- [Work task 1]: In the review text, how much does Demon's Tilt cost on Steam?
- [Work task 2]: Continue the review text from its final sentence.

Demon’s Tilt has a ridiculous amount of visual clutter. My friends described it as making their eyes bleed. Between flashing lights, effects, bullets, and other junk, it can be easy to lose track of the ball. And that’s with the screen shake turned off, and the table zoomed out. In multi-ball modes, it’s effectively impossible to keep track of balls on different tables.

The ball’s bounces and physics behavior are a bit unusual. The physics isn’t inconsistent, but the ball often behaves in ways that didn’t feel intuitive, at least for the first several hours. The top-down 2D view also requires learning the table a bit, as it’s not clear where certain lanes will go on first glance.

The music is quite good. I think there are only 3-4 songs, but I still enjoyed them.

Ultimately, I enjoyed Demon’s Tilt, but I wouldn’t recommend it to anyone who isn’t already into pinball, and who isn’t also willing to experience some weird shit. The attempts at implementing digital-only mechanics are respectable, but don’t always pan out. There’s a lot of visual clutter to the point of impairing gameplay, and the game’s physics model can feel janky.

Demon’s Tilt is $20 on Steam. There are some interesting mechanics worth experiencing, but the price is a bit steep for a single table. Still, if you’re looking for an interesting pinball experience, it might be worth checking out.

Dome Keeper

Dome Keeper is a small and solid game, but didn’t offer enough variety in runs to keep me hooked.

Author’s Note: Not big on reading writeups? Why not just watch me play the game here?

Dome Keeper is a score-attack mashup of Motherload and Space Invaders. I think it’s a good game. I don’t really recommend it, for reasons I’ll get into in a moment. I know it sounds weird to call a game good, and then not recommend it, but I promise it will make sense in a bit.

Anyway, back to Dome Keeper. You have a Dome, which functions as your little base. You venture out from it into the earth to mine minerals. And this dome needs to be Kept. Specifically it needs to be kept from being shattered into a million pieces by various spooky shadow monsters that show up in waves on timed intervals. This is the game’s core tension: mine resources, drag them back to your dome, and try not to get caught at the bottom of the mineshaft right as the next wave comes in to smash it.

You defend the dome with its weapon systems. There are two dome weapon base sets, the Laser Dome, and the Sword Dome. The Laser dome plays somewhat like a turret defense game. You have a big laser, you can rotate it alongside the outside of your dome, and you press another button to fire. The laser moves slower when fired, so it’s faster to move it into position, and then fire the beam. It has various upgrades, including moving the laser head faster, having the laser deal more damage, etc. Honestly, outside of a double laser upgrade, there’s nothing very exciting.

- [Recorded data]:
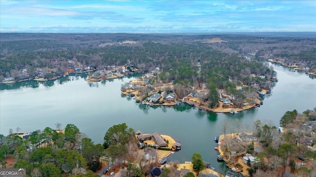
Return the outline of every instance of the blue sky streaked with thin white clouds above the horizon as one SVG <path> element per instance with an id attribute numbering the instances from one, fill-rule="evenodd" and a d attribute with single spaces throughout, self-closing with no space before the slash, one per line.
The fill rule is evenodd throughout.
<path id="1" fill-rule="evenodd" d="M 0 0 L 0 32 L 316 31 L 316 0 Z"/>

- [Answer 1]: $20

- [Answer 2]:
The Sword Dome is unlocked later. Instead of having a projectile weapon, it has a large sword that can be swung back and forth across the dome. It can also be launched like a harpoon to skewer long ranged projectile using enemies, or even to just tap melee enemies a bit before they reach the dome.

Personally, I very much think the game was designed with the sword dome in mind instead of the laser dome. Certain enemy behaviors and patterns interact in a much more interesting way with the sword than with the laser. As an example, one of the earlier enemies is a small bat-like creature. It flies onto the screen cloaked and unable to be hit, flies to an area on either the left or right of the screen, uncloaks, shoots a few projectiles, then recloaks and flies to the other side. Rinse repeat.

With the Sword Dome, there’s an element of skill to this. It takes the same amount of time to uncloak every time, and you can one shot it once you get a damage upgrade. There’s a sort of elegance to predicting where it’s going to be, pre-launching the sword, and steering it into the bat right as it uncloaks.

Another good example can be seen in the later game enemy, the launcher. It’s a large blobby snake that swarms out of the ground, waits for a moment, and then launches a large shadow projectile through the air. With the laser, there’s no real option other than to just blast it down. But hitting it with the sword before it launches the projectile will stagger it and force it back down into the ground.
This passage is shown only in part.